## ANGEZEIGTER TEXTAUSZUG
* * * * *

Lernvideos leisten in vielerlei Hinsicht einen Beitrag zum fremdsprachlichen Kompetenzerwerb. Ausgehend von den curricularen Forderungen nach einem integrierten Hör-Seh-Verstehen als Teilfertigkeit des Sprachlernprozesses ermöglichen sie eine einzigartige Bündelung von Kompetenzen, deren Zusammenspiel die Ausbildung fremdsprachlicher Diskurs- und Handlungsfähigkeit begünstigt. Letztere umfasst neben funktional-kommunikativen, transkulturellen und Sprachlernkompetenzen auch Sprachbewusstsein und Medienkompetenz. Im Sinne einer individuellen Förderung, die den unterschiedlichen Lernvoraussetzungen und Bedürfnissen der Schüler gerecht wird, sollten beim Einsatz von Lernvideos zusätzlich Strategien zu Gunsten eines differenzierten Kompetenzerwerbs herangezogen werden.

* * * * *

## ANGEZEIGTE INFORMATIONEN
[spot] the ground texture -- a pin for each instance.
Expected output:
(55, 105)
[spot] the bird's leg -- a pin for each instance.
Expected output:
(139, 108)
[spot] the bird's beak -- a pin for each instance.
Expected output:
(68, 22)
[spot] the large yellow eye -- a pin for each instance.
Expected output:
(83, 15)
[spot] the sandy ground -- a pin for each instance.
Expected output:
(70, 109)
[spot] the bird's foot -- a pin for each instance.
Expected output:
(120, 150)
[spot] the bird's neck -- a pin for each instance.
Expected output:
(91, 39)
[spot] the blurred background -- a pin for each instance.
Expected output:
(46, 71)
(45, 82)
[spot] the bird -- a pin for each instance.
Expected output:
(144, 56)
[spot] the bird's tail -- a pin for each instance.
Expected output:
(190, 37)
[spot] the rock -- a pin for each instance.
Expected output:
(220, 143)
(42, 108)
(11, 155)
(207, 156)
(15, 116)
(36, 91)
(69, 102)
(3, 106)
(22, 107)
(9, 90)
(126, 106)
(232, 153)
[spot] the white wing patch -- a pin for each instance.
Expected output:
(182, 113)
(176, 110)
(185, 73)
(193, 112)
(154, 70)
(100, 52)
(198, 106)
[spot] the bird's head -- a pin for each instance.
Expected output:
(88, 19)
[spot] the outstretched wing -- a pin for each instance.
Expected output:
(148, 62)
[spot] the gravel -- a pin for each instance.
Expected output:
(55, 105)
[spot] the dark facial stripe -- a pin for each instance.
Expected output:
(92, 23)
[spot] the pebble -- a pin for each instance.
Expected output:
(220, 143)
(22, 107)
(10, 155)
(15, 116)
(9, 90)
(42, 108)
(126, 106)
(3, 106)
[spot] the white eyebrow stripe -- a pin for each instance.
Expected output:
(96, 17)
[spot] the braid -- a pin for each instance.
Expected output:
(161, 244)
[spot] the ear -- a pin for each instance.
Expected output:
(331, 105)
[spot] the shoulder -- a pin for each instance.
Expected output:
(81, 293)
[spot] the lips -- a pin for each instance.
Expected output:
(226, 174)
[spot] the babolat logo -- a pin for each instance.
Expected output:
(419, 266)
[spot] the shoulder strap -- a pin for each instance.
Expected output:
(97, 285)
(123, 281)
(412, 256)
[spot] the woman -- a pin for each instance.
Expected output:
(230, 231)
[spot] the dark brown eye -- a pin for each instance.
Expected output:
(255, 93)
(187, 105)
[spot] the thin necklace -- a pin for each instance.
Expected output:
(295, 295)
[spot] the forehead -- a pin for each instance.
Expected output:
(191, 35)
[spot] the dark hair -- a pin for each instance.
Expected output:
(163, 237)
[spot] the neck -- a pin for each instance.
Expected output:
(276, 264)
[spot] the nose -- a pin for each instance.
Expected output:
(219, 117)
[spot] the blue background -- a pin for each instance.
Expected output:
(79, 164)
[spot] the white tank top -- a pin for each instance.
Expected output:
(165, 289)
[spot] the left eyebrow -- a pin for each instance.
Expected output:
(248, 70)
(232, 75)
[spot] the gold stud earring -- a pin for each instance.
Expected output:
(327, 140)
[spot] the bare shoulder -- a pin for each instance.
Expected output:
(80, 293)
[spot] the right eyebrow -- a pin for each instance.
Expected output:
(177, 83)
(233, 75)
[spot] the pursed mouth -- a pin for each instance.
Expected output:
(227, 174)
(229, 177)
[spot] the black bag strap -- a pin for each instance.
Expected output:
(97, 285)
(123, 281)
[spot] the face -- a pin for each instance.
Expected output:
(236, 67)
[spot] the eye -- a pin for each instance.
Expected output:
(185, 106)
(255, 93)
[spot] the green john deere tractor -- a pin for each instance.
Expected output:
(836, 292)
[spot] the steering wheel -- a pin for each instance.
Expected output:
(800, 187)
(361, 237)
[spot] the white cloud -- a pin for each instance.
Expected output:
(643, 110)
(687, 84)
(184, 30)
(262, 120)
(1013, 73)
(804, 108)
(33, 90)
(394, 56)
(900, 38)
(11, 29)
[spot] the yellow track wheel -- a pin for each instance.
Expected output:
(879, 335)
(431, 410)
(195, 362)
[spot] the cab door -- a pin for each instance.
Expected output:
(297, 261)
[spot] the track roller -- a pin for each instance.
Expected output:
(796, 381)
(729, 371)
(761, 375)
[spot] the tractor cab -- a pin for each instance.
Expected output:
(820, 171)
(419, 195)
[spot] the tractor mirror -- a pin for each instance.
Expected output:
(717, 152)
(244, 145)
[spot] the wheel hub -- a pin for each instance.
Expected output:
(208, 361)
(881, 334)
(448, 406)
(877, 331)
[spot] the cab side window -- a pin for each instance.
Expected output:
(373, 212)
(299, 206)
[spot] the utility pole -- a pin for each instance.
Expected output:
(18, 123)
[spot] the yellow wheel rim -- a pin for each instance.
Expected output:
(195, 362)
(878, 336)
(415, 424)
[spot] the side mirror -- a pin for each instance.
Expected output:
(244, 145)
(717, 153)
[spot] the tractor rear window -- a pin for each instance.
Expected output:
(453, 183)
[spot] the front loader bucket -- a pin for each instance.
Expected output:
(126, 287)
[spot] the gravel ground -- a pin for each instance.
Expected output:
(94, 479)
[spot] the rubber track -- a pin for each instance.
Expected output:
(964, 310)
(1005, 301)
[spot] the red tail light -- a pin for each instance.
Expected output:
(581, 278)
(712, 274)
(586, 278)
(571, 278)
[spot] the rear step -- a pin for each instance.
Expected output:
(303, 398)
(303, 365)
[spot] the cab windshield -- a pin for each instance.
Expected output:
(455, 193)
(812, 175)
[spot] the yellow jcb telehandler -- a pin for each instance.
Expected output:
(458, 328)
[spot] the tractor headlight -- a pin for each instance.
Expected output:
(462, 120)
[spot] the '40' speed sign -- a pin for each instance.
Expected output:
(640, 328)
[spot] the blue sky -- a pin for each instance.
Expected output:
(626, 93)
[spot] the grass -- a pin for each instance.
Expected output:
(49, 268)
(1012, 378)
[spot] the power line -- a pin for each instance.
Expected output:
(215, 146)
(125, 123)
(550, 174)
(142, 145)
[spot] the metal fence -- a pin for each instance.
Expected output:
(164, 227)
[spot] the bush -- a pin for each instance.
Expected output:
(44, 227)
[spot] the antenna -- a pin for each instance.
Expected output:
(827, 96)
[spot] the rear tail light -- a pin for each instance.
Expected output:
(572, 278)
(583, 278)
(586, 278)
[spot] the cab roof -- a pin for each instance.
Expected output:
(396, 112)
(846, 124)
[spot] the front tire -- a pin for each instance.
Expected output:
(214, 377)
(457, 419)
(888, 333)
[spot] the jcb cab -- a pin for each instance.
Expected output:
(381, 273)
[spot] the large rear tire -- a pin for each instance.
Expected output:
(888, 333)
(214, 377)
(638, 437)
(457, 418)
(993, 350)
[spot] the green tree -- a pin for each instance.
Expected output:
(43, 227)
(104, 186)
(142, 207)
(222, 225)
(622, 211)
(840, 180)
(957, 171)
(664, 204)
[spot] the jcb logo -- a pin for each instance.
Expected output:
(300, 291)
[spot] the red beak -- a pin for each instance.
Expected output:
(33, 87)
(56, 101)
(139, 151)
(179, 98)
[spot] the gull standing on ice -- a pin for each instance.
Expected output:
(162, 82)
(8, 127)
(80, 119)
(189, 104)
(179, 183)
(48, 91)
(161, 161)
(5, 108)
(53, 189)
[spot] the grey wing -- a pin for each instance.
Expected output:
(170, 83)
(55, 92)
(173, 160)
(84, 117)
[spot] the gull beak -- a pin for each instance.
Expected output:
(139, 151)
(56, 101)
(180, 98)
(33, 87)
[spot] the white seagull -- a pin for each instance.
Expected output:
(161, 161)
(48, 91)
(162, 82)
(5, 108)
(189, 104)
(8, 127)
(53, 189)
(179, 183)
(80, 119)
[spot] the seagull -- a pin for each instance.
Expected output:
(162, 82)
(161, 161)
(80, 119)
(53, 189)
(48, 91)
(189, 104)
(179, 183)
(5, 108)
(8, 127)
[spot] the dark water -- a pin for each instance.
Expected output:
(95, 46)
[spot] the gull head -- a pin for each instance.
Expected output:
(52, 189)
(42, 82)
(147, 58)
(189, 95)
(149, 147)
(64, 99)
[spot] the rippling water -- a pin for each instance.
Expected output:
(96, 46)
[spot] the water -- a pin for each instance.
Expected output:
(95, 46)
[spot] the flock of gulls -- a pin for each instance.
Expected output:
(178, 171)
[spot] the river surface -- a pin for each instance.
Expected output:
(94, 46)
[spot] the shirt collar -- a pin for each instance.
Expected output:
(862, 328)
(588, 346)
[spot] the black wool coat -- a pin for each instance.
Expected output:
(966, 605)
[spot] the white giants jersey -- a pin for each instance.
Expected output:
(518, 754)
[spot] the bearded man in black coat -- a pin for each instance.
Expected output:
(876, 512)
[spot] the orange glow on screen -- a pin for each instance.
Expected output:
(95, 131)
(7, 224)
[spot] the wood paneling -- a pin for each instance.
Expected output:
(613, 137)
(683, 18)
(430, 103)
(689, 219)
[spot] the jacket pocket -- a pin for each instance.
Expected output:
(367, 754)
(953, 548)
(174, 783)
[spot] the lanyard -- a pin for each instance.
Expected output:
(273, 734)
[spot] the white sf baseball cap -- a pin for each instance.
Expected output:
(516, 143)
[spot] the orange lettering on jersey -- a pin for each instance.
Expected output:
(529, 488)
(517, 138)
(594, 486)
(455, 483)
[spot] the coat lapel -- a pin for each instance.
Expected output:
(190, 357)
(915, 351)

* * * * *

## ZIEL A
Gib aus dem Textauszug über Lernvideos alles von „Lernvideos leisten in“ bis hinunter zu „Kompetenzerwerbs herangezogen werden.“ unverändert aus.
## ZIEL B
Zähle alle Bestandteile auf, die laut dem Textauszug über Lernvideos zur fremdsprachlichen Diskurs- und Handlungsfähigkeit gehören.
Stütze dich hierbei allein auf den Textauszug und nicht auf das Material.

## LÖSUNG A
Lernvideos leisten in vielerlei Hinsicht einen Beitrag zum fremdsprachlichen Kompetenzerwerb. Ausgehend von den curricularen Forderungen nach einem integrierten Hör-Seh-Verstehen als Teilfertigkeit des Sprachlernprozesses ermöglichen sie eine einzigartige Bündelung von Kompetenzen, deren Zusammenspiel die Ausbildung fremdsprachlicher Diskurs- und Handlungsfähigkeit begünstigt. Letztere umfasst neben funktional-kommunikativen, transkulturellen und Sprachlernkompetenzen auch Sprachbewusstsein und Medienkompetenz. Im Sinne einer individuellen Förderung, die den unterschiedlichen Lernvoraussetzungen und Bedürfnissen der Schüler gerecht wird, sollten beim Einsatz von Lernvideos zusätzlich Strategien zu Gunsten eines differenzierten Kompetenzerwerbs herangezogen werden.

## LÖSUNG B
- funktional-kommunikative Kompetenzen
- transkulturelle Kompetenzen
- Sprachlernkompetenzen
- Sprachbewusstsein
- Medienkompetenz